DATASET EXCERPTS

____________________

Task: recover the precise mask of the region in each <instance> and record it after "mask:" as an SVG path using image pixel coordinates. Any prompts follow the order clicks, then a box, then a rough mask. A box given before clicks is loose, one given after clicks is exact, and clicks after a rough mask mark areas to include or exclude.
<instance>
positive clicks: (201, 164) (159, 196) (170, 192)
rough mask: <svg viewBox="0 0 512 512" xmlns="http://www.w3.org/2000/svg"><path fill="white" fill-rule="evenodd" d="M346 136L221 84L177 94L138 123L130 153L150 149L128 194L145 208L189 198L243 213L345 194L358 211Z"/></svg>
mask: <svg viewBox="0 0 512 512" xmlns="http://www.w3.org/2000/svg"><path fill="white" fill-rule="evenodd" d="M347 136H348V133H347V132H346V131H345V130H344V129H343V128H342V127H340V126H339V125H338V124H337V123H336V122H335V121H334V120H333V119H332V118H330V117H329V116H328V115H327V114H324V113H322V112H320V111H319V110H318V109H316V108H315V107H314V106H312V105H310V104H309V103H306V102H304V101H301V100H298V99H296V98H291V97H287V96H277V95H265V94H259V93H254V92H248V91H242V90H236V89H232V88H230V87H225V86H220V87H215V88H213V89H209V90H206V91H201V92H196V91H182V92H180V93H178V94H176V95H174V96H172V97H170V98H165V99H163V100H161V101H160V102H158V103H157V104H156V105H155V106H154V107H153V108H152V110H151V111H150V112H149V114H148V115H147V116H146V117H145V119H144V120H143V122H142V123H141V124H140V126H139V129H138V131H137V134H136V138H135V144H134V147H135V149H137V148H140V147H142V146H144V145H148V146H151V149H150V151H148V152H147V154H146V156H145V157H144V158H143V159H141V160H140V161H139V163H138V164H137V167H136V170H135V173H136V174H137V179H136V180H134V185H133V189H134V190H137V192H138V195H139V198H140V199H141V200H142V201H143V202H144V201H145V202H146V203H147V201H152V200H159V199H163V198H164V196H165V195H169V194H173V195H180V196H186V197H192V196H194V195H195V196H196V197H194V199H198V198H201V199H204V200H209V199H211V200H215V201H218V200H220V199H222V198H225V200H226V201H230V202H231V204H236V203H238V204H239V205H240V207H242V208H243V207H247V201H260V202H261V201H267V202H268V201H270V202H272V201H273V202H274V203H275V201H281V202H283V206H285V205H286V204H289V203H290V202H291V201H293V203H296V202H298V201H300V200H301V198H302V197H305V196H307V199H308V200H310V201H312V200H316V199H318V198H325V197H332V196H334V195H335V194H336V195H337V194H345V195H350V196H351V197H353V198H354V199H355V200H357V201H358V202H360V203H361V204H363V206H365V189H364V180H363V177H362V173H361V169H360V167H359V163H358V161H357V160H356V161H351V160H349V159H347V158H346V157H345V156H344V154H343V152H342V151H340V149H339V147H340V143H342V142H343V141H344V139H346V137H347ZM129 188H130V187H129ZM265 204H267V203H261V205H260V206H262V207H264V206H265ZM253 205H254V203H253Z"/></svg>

____________________

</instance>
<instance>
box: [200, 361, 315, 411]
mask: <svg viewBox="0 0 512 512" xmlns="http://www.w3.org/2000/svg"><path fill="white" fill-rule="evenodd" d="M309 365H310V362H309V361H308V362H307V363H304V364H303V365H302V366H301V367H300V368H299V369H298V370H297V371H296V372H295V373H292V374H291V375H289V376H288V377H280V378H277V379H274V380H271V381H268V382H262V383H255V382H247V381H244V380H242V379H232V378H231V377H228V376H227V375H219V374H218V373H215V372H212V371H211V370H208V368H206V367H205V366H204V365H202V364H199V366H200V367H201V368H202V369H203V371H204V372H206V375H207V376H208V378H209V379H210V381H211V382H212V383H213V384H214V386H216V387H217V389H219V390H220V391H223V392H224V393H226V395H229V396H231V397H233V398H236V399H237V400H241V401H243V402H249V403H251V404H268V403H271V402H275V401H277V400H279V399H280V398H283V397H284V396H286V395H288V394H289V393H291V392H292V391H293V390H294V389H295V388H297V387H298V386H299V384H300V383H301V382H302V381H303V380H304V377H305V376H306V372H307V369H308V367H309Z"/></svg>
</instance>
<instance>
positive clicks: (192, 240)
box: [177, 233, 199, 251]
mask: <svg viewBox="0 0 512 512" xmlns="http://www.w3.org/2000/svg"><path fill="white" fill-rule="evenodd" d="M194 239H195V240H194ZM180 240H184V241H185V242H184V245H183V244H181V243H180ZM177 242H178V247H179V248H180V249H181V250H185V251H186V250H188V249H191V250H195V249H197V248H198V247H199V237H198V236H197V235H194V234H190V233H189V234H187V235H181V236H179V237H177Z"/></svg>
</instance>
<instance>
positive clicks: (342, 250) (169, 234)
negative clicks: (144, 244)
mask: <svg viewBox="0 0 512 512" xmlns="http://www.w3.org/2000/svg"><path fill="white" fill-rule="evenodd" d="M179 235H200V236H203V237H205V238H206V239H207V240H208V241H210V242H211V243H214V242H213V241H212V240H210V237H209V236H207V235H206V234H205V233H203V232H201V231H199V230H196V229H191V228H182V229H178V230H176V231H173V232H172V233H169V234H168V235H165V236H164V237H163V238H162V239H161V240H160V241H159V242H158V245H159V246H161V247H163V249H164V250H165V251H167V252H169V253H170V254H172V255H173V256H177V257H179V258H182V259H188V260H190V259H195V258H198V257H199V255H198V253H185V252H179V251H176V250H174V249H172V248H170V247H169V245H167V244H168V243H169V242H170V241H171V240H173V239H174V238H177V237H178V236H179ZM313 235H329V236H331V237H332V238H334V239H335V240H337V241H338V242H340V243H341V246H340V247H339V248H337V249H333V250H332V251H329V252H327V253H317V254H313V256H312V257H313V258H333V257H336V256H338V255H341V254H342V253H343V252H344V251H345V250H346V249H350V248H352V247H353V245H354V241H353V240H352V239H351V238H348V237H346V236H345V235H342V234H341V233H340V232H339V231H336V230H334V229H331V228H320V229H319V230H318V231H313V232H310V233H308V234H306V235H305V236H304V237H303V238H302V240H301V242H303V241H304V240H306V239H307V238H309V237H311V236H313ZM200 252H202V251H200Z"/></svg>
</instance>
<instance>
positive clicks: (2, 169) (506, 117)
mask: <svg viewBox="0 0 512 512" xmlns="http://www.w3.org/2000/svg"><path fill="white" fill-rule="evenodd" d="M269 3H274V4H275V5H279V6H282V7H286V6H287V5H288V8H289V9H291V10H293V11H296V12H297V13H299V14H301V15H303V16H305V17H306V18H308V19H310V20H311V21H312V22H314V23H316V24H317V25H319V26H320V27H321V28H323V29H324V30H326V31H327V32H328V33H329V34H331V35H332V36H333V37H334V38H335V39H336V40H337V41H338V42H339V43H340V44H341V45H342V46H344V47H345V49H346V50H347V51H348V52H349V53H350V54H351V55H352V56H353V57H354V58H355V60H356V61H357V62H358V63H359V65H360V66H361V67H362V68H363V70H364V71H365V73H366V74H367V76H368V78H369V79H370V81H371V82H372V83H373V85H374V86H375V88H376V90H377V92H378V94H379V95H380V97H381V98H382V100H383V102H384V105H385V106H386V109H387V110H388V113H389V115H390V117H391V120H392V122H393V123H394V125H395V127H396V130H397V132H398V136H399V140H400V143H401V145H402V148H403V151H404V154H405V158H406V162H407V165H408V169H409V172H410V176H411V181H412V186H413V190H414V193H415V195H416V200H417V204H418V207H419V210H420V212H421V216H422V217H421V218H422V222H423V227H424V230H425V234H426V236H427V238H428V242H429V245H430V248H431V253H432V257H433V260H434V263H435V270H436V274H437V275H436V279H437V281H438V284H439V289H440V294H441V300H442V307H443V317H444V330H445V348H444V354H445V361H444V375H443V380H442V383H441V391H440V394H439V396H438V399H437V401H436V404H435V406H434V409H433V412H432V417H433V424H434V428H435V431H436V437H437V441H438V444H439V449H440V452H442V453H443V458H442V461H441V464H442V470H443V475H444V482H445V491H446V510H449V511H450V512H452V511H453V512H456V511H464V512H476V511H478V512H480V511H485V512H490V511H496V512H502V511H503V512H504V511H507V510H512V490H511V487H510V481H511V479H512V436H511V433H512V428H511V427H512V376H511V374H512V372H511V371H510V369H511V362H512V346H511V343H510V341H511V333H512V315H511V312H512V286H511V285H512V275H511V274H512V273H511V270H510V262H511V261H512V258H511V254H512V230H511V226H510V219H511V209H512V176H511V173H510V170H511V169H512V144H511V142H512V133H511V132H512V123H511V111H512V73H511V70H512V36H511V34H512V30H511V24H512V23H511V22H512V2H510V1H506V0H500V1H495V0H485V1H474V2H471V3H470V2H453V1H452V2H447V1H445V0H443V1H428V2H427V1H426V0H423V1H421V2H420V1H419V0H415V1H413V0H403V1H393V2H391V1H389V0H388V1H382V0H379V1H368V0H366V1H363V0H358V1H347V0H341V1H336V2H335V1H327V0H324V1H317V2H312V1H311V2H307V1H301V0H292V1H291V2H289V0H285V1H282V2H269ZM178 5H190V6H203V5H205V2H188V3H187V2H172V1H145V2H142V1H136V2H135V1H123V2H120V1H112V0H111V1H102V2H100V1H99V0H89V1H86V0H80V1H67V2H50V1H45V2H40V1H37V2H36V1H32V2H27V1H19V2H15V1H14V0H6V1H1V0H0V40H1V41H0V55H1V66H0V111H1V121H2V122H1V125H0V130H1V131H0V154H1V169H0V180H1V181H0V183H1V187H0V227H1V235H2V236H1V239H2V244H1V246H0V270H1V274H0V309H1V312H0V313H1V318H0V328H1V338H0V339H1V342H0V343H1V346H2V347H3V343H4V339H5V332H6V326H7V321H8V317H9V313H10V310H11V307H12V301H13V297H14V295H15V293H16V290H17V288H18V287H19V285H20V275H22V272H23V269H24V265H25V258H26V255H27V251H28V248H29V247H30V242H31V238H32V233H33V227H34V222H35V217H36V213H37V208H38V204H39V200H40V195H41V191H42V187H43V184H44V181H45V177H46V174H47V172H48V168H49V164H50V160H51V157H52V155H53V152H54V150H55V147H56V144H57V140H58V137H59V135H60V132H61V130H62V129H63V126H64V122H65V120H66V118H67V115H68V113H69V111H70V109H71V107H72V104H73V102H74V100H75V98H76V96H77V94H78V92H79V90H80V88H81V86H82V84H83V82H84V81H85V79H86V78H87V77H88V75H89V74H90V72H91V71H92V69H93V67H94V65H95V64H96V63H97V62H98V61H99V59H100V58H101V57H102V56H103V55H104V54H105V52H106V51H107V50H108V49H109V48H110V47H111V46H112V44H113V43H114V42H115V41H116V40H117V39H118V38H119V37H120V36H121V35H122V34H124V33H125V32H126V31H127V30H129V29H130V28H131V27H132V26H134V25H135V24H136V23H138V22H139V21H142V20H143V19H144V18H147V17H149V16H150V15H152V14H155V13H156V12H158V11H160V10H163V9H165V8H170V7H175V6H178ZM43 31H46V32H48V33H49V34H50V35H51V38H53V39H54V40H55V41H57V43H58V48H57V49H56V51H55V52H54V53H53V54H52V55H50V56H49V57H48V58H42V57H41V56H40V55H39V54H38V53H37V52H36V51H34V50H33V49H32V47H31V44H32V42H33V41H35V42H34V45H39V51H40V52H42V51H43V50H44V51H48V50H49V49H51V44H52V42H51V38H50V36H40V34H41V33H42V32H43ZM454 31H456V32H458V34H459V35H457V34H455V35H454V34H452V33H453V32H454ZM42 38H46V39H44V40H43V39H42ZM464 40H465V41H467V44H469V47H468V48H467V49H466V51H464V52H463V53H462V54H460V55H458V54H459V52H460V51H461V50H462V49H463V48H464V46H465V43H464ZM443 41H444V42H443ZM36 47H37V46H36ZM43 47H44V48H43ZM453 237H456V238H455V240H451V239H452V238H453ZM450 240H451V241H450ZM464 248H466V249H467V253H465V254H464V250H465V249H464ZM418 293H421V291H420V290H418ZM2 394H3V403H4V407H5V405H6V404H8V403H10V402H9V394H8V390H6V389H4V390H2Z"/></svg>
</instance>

____________________

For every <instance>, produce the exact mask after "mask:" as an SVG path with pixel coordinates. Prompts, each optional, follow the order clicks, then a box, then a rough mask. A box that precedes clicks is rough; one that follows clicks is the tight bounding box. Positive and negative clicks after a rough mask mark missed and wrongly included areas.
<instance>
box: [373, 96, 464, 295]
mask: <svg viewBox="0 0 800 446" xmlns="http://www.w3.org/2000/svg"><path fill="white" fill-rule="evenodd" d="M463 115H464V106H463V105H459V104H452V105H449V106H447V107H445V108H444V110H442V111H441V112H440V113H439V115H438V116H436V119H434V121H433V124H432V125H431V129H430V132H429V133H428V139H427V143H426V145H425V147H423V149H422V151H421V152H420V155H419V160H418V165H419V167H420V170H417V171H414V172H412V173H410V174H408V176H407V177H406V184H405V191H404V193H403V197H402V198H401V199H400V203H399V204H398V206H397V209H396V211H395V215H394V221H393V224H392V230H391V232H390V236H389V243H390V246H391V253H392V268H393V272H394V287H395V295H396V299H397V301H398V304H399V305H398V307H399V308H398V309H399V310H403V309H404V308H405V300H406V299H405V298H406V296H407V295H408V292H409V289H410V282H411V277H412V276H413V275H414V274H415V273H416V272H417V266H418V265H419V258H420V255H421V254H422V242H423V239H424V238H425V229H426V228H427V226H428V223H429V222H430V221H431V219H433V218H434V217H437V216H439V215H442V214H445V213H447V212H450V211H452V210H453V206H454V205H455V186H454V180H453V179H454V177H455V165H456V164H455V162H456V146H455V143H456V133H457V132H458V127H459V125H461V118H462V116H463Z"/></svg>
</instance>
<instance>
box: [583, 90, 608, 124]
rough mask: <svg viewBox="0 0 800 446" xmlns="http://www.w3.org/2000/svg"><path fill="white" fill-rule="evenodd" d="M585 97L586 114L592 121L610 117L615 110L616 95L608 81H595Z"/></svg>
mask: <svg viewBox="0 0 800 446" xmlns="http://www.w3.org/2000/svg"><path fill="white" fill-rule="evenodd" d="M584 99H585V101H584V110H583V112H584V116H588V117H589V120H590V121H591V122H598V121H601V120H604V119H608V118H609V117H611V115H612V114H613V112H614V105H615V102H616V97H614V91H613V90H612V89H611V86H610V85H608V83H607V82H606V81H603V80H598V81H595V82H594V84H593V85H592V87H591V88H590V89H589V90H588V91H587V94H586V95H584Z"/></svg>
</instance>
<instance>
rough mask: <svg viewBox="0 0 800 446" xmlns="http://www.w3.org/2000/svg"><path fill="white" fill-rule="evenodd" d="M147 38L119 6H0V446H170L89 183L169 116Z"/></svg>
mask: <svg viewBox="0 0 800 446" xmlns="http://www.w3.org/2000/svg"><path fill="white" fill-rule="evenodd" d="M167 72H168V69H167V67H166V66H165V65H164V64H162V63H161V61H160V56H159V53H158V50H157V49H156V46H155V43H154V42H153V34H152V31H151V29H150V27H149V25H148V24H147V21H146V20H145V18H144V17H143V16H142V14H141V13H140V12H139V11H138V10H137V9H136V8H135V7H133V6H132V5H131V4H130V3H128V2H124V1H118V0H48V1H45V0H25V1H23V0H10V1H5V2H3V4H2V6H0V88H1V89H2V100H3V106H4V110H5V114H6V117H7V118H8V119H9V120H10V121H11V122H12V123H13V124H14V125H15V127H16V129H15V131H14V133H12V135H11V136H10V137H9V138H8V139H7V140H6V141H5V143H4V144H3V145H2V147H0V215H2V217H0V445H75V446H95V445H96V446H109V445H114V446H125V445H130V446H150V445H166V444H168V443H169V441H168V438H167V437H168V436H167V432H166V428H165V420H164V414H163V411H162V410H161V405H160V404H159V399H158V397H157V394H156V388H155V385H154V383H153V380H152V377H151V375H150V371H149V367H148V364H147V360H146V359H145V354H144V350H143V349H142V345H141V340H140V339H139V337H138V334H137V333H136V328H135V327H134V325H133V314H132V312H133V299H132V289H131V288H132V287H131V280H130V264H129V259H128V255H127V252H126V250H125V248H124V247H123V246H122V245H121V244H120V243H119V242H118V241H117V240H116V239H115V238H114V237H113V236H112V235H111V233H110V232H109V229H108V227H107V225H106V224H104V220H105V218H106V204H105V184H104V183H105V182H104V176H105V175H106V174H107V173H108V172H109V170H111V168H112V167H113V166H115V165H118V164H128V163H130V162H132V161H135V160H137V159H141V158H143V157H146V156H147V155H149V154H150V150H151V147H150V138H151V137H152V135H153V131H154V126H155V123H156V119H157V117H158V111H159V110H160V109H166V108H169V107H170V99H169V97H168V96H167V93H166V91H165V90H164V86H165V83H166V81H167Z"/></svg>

____________________

WHAT TO PRODUCE
Only lines containing the string "then" are needed. Pull each of them out of the records above.

ANSWER AREA
Task: recover the precise mask of the region in each <instance> and record it after "mask:" as an SVG path using image pixel coordinates. Any prompts follow the order clicks, then a box, then a rough mask. A box given before clicks is loose, one given after clicks is exact, and clicks after a rough mask mark areas to include or exclude.
For every <instance>, produce the exact mask after "mask:" as an SVG path with pixel coordinates. Prompts, each optional, follow the order clicks, then a box, then a rough mask. A box that precedes clicks is rough; one that follows clicks is the tight bounding box. Positive and negative clicks after a rough mask mark missed and wrongly included areas.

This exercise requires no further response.